PROBLEM: Resume the notes on converting column data types in pandas, continuing directly after their final sentence.

TEXT:

You can convert data type to your expected one.

In [None]:
import pandas as pd

registers_2017_df = pd.read_csv('./res/monthly_registers_2017.csv')
print(registers_2017_df.head())
print(registers_2017_df.dtypes)

registers_2017_df['amount'] = registers_2017_df['amount'].astype(float)
print(registers_2017_df.dtypes)

If a column is a category field, you can use `category` type to save memory size.

In [None]:
import pandas as pd

pm_2_5_file_path = './res/observation_pm_2_5.csv'

df = pd.read_csv(pm_2_5_file_path)

print(df.dtypes.head(5))
print(df.info())

df['Observation Item'] = df['Observation Item'].astype('category')

print(df.dtypes.head(5))
print(df.info())

If you column contains other type instead of numeric, it will show error.

In [None]:
print(df['0'].head(18))

print(df['0'].value_counts().head())

df['0'] = pd.to_numeric(df['0'])

Add argument `errors='coerce'` can solve this problem.

The value cannot be converted into number will be ignored.

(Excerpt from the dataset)

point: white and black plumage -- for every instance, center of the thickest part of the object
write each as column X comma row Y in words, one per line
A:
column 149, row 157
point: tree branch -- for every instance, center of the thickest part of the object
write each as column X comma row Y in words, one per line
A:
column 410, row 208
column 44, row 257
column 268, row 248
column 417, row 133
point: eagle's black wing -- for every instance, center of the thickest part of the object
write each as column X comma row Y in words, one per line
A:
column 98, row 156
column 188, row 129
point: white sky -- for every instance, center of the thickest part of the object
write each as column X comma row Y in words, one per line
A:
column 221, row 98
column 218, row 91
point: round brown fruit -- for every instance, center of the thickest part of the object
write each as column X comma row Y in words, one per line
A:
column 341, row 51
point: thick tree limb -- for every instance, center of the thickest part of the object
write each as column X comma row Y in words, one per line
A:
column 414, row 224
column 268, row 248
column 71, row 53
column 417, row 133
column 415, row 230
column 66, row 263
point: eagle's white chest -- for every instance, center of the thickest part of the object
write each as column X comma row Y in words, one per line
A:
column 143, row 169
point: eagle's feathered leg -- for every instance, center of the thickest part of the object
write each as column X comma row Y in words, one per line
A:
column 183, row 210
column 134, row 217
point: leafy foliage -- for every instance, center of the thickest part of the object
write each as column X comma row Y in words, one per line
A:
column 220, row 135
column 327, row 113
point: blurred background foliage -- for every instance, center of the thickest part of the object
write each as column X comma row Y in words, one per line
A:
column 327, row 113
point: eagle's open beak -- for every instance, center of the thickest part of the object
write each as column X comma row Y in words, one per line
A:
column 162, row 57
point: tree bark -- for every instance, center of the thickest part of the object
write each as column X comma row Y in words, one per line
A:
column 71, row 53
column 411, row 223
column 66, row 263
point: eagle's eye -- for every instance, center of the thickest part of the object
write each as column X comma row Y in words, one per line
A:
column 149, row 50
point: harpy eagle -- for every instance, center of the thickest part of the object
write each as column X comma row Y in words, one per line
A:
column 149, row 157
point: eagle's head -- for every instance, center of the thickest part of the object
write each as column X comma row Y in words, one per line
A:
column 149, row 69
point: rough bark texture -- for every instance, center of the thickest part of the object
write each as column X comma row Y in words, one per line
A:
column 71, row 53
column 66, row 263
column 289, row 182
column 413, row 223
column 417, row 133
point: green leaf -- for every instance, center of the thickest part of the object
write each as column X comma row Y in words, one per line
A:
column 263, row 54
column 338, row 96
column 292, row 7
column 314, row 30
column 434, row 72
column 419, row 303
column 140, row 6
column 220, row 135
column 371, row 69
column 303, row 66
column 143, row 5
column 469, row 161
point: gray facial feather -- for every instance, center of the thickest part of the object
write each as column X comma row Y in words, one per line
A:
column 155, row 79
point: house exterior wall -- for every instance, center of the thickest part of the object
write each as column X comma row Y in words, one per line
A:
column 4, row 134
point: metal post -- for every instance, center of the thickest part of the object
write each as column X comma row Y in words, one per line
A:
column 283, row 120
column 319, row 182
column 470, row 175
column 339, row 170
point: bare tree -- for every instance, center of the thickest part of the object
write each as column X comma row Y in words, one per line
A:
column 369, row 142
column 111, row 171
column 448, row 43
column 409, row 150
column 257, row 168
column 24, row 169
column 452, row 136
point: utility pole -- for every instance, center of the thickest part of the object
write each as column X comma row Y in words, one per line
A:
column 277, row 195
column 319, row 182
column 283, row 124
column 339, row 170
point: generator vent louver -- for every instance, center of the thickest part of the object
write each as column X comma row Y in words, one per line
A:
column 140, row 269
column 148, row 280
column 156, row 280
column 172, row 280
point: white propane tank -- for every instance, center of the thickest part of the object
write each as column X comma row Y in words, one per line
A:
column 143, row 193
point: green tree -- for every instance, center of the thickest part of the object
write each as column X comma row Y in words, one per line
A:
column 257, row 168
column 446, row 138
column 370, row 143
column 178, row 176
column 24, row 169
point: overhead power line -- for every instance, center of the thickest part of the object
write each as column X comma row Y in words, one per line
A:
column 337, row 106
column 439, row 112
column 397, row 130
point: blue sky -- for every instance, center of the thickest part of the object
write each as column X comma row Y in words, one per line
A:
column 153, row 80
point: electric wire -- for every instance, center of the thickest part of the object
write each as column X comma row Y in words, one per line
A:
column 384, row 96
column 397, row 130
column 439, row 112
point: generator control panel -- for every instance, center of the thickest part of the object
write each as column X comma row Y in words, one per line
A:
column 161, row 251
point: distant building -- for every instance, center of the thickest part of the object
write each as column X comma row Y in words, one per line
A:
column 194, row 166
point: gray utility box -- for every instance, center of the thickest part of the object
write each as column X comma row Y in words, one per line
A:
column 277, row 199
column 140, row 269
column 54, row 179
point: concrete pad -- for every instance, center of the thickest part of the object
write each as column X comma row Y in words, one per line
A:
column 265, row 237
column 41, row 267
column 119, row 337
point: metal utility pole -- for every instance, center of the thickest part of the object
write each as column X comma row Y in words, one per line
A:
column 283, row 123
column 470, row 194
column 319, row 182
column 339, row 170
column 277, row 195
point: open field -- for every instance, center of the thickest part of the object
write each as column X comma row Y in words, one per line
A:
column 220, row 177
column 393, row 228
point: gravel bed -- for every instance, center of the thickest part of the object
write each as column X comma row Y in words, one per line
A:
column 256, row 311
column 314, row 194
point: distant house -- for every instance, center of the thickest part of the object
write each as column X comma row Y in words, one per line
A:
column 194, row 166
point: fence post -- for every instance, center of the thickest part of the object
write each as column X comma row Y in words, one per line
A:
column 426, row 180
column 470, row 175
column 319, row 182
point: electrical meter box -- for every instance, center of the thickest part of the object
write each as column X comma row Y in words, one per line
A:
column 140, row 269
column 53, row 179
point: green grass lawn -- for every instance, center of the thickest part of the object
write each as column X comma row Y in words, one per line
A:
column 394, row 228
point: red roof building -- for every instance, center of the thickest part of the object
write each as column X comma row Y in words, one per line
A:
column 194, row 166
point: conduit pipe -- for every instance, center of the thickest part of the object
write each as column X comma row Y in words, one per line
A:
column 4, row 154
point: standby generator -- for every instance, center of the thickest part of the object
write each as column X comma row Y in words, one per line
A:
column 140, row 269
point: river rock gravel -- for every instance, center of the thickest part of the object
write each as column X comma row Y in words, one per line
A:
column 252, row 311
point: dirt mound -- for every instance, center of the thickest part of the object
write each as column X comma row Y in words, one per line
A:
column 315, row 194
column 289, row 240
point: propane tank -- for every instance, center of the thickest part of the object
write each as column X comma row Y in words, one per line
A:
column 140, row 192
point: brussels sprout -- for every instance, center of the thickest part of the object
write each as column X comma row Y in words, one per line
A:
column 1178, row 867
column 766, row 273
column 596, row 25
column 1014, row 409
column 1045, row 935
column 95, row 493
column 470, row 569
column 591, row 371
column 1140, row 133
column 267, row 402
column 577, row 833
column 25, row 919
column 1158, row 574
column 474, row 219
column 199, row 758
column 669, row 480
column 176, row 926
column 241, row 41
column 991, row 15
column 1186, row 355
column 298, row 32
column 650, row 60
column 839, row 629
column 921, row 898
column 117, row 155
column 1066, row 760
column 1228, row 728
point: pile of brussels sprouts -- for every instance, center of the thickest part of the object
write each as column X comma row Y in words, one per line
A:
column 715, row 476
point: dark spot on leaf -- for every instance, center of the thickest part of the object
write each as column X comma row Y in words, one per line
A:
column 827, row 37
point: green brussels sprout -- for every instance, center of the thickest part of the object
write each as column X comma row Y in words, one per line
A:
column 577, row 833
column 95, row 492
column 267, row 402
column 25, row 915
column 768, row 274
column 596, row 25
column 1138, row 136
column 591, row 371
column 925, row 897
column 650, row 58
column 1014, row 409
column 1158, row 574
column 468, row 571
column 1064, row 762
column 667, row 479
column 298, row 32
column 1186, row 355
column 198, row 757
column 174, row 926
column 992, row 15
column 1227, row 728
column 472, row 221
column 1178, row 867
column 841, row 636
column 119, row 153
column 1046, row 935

WRITTEN REPLY:
In [None]:
df['0'] = pd.to_numeric(df['0'], errors='coerce')

print(df['0'].value_counts().head())

##### Parsing string with Regular Expression

You can search online for Regular Expression Syntax, it will be not covered here.

Use `.str.match()` to check if field matchs a pattern.

In [None]:
print(df['Observation Item'].head(18))

is_match_pm = df['Observation Item'].str.match('PM.+')

print(df[is_match_pm].head())

Use `.str.extract()` to extract match string, and use `.str.extractall` to extract match string groups

In [None]:
print(df['Observation Item'].head(18))

print(df['Observation Item'].str.extract('PM([\d.]+)', expand=True).head(18))
print(df['Observation Item'].str.extractall('(.)').head(18))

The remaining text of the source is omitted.